▶

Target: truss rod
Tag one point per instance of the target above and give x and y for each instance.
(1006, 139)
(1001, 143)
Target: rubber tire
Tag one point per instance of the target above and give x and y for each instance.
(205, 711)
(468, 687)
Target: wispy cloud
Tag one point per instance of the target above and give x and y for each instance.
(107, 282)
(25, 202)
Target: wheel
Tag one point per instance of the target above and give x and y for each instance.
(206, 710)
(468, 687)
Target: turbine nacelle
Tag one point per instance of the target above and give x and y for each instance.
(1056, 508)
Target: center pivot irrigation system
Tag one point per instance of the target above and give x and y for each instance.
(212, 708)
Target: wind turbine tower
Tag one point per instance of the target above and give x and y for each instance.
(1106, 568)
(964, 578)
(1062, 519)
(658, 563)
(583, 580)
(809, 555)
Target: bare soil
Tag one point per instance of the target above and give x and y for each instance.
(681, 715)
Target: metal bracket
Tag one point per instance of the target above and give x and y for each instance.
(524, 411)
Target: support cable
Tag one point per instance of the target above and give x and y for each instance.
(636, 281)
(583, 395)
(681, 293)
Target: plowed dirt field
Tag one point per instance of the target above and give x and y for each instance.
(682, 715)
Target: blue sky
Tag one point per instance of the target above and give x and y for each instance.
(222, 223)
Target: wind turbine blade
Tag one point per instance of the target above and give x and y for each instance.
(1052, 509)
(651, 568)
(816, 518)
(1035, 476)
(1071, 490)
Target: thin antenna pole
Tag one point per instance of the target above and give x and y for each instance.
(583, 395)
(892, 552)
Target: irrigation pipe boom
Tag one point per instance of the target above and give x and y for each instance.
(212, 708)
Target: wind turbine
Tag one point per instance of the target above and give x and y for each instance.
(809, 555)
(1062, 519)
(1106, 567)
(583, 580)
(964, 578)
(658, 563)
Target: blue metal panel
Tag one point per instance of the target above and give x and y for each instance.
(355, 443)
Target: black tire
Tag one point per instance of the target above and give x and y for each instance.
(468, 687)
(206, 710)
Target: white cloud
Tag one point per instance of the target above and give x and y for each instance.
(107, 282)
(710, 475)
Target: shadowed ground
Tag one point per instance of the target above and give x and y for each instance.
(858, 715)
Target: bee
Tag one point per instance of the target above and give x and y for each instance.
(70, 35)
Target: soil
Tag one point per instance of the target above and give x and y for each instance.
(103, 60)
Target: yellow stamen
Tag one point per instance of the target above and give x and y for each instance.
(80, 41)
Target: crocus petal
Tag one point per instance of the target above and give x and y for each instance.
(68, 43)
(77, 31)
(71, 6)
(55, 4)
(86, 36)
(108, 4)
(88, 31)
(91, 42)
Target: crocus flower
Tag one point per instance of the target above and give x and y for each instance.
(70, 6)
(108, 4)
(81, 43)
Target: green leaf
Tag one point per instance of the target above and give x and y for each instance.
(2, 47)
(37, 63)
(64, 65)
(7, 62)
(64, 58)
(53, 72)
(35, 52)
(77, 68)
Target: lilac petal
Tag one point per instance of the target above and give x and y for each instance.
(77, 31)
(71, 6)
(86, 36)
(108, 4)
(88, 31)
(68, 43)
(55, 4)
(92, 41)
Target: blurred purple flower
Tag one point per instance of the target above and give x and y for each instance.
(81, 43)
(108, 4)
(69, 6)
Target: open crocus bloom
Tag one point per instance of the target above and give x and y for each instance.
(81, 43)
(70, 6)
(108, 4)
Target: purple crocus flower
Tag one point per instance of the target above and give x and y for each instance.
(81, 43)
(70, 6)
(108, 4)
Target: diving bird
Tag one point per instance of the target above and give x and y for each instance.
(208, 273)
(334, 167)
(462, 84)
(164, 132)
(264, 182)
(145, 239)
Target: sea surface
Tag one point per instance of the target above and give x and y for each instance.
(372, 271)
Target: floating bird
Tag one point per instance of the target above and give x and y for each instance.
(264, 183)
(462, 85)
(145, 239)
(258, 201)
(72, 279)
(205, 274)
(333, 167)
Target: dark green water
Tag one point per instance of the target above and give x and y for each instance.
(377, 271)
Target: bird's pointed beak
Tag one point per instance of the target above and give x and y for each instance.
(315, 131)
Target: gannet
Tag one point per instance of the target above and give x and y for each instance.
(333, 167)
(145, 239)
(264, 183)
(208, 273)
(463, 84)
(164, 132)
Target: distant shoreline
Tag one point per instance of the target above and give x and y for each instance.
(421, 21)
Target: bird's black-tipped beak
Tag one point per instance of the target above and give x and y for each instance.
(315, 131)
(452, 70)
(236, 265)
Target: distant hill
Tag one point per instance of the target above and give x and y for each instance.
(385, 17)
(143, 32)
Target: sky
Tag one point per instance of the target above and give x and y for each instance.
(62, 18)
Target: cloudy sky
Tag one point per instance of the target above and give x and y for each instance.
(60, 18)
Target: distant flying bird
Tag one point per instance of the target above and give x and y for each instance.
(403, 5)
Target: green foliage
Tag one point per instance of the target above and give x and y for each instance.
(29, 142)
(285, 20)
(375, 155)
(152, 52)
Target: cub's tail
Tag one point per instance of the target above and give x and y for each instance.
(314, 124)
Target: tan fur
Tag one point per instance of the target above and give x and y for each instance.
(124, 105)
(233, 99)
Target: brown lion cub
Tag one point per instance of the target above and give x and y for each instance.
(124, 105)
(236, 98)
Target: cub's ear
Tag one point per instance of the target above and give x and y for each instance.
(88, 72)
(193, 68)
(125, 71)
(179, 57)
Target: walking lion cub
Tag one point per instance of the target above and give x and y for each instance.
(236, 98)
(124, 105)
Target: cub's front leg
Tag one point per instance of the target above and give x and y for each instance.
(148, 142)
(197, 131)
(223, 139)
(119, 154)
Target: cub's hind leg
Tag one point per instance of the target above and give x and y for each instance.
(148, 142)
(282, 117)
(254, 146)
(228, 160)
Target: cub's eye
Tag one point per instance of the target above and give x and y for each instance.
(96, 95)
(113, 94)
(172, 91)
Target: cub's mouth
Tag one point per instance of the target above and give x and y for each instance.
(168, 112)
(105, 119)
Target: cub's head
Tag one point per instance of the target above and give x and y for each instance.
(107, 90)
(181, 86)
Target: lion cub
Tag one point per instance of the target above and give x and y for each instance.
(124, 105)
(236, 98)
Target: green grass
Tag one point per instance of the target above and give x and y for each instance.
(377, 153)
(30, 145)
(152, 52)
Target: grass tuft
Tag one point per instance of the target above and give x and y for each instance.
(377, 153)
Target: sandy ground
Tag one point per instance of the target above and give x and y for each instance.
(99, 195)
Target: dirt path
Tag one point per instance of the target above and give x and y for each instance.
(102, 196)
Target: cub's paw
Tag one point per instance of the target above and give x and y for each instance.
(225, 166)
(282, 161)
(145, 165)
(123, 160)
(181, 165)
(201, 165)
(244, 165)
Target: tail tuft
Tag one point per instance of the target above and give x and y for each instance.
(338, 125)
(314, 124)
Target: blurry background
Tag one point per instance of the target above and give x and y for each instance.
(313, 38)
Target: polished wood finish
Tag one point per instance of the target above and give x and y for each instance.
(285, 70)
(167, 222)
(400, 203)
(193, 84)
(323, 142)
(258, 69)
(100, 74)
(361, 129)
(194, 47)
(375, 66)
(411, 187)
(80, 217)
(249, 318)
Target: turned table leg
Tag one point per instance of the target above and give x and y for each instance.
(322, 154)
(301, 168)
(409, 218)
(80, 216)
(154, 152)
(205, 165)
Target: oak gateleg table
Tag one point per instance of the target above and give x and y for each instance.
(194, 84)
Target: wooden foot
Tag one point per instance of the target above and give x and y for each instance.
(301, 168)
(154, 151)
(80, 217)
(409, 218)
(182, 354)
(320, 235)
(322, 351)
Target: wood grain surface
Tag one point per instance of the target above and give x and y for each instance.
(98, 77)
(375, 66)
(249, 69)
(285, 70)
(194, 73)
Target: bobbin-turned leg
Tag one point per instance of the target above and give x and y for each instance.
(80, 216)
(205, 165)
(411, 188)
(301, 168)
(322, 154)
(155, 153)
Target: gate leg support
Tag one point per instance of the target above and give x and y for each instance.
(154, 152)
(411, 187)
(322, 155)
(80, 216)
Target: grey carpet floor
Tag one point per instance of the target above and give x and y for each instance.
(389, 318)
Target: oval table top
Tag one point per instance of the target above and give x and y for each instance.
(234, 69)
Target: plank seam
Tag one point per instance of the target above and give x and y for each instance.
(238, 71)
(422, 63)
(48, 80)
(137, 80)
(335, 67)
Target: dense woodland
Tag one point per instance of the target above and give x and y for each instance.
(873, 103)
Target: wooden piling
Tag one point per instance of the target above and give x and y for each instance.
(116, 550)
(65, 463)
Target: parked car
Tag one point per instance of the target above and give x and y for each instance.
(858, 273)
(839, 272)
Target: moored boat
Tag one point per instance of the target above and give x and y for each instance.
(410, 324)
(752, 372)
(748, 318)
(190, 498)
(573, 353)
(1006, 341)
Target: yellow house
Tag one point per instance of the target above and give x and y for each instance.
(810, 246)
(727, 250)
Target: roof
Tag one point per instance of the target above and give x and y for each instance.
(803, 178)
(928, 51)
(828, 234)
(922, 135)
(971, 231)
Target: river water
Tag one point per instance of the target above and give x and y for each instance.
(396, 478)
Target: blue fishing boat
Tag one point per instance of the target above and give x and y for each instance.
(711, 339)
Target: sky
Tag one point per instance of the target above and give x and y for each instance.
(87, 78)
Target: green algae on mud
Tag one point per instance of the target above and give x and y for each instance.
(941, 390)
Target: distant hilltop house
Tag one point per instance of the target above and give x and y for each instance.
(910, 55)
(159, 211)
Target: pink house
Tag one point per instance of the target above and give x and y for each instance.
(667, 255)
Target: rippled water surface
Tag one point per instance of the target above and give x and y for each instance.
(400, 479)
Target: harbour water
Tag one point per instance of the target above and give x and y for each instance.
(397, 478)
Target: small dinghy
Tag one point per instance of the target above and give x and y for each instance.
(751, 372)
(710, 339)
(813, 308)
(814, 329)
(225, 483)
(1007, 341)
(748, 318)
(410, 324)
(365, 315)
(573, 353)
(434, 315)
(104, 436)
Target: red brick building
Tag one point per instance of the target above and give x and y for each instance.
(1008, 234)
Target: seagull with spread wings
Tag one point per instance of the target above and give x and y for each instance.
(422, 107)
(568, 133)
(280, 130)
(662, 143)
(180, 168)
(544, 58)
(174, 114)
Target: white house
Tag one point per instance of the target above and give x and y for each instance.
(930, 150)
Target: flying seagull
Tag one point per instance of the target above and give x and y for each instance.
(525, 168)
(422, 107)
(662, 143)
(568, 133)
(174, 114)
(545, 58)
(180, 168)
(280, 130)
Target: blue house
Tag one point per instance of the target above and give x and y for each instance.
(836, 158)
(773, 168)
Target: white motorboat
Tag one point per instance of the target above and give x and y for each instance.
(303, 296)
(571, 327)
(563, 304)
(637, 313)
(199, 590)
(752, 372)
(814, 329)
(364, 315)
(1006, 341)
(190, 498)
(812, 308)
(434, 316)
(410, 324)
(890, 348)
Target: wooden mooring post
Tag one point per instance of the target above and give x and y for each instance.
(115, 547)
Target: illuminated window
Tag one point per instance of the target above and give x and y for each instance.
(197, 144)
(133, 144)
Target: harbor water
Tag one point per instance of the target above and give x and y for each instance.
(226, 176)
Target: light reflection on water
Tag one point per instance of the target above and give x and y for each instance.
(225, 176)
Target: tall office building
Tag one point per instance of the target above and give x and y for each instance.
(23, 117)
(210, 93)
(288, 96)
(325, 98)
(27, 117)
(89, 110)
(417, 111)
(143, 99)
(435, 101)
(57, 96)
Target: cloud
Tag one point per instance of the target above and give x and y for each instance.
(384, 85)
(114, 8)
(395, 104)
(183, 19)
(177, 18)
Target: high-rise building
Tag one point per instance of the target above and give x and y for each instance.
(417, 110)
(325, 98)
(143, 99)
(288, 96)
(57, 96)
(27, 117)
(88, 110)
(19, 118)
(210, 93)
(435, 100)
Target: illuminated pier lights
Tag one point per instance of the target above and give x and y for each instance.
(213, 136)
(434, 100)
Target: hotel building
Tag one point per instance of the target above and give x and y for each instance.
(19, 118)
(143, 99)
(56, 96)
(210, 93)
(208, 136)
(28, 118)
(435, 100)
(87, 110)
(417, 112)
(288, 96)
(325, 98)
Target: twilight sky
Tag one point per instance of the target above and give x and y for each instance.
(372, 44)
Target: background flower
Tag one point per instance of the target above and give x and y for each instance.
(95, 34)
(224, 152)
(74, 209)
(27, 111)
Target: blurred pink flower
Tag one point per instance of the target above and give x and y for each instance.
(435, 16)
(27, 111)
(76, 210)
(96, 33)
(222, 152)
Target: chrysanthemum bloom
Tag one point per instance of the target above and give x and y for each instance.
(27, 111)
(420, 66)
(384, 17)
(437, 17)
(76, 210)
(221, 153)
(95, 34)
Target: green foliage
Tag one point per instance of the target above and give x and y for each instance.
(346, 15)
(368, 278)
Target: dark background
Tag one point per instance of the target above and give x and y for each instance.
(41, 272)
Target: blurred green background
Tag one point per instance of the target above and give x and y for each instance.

◀

### [WHAT IS NEEDED]
Revise the items from the line containing "Target: plowed dirt field" down to the line containing "(1071, 490)", putting "clear sky" wherever "blue sky" appears and leaving all else as it stands.

### [WRITTEN ANSWER]
Target: plowed dirt field
Tag one point per instance of the target above and give x and y for each instance.
(682, 715)
Target: clear sky
Tag one point per instance of the target above and give x and y for each instance.
(222, 223)
Target: wind turbine blade
Tag one point per instance of the target above and give x and y for each instance.
(1052, 509)
(651, 568)
(816, 518)
(1035, 476)
(1071, 490)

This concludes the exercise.